**** Passage ****
Active US Air Force unit

The 99th Reconnaissance Squadron is a squadron of the United States Air Force. It is assigned to the 9th Operations Group, Air Combat Command, stationed at Beale Air Force Base, California. The squadron is equipped with the Lockheed U-2 Dragon Lady reconnaissance aircraft.

The 99th is one of the oldest units in the United States Air Force, first being organized as the 99th Aero Squadron on 21 August 1917 at Kelly Field, Texas. The squadron deployed to France and fought on the Western Front during World War I as a Corps observation squadron.

During World War II the unit served both in the Panama Canal Zone as an anti-submarine unit and in the Pacific Theater of Operations (PTO) as part of Twentieth Air Force as a Boeing B-29 Superfortress bomber squadron. During the Cold War was part of Strategic Air Command equipped with Boeing B-47 Stratojet medium bombers, and later with the Lockheed SR-71 Blackbird strategic reconnaissance aircraft.
**** Information ****
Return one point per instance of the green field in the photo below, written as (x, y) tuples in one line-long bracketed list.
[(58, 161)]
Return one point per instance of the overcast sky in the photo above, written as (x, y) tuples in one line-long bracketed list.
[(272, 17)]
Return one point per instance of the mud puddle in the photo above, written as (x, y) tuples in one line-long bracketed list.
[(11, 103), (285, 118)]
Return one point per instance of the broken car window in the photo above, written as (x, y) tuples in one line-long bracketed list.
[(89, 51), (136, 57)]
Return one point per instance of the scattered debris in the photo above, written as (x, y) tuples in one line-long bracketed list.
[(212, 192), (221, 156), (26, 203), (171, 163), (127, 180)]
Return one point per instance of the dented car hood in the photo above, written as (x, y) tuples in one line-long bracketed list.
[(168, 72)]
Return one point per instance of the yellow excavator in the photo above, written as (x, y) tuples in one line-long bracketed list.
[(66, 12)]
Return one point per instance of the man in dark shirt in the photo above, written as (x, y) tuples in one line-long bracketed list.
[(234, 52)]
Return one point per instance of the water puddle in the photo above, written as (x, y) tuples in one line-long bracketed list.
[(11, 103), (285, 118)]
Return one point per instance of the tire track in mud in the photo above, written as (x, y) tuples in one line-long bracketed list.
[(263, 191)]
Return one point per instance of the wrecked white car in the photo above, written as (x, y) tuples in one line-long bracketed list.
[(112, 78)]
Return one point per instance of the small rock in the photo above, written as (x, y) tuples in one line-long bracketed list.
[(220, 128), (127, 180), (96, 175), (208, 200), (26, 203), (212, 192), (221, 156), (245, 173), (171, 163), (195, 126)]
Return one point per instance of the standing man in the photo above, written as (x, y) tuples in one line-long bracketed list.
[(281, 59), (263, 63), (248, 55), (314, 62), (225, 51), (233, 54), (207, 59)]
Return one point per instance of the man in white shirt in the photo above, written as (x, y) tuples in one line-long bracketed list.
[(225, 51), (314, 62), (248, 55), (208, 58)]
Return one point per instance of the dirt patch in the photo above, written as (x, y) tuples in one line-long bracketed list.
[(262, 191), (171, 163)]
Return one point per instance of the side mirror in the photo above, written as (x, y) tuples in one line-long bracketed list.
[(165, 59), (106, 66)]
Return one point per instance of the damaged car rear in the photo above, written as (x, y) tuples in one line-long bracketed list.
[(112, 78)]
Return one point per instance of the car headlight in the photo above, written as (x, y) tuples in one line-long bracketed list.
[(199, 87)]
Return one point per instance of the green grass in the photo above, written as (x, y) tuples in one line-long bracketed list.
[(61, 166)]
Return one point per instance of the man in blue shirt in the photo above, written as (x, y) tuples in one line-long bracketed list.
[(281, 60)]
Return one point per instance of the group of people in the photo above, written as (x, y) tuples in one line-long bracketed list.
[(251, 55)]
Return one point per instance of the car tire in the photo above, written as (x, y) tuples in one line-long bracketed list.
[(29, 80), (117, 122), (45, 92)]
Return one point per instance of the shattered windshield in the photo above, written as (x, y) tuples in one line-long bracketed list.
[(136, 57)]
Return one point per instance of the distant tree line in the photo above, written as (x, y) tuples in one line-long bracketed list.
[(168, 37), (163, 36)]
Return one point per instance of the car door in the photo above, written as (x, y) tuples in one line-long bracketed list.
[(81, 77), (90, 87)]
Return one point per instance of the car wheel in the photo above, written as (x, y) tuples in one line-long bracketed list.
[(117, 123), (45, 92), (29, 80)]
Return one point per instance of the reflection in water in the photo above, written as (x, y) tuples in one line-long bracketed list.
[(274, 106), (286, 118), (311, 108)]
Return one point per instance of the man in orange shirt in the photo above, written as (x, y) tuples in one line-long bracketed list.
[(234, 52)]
****
▸ Work order
Retype the passage on the 99th Reconnaissance Squadron word for word, in full.

▸ Result of the task
Active US Air Force unit

The 99th Reconnaissance Squadron is a squadron of the United States Air Force. It is assigned to the 9th Operations Group, Air Combat Command, stationed at Beale Air Force Base, California. The squadron is equipped with the Lockheed U-2 Dragon Lady reconnaissance aircraft.

The 99th is one of the oldest units in the United States Air Force, first being organized as the 99th Aero Squadron on 21 August 1917 at Kelly Field, Texas. The squadron deployed to France and fought on the Western Front during World War I as a Corps observation squadron.

During World War II the unit served both in the Panama Canal Zone as an anti-submarine unit and in the Pacific Theater of Operations (PTO) as part of Twentieth Air Force as a Boeing B-29 Superfortress bomber squadron. During the Cold War was part of Strategic Air Command equipped with Boeing B-47 Stratojet medium bombers, and later with the Lockheed SR-71 Blackbird strategic reconnaissance aircraft.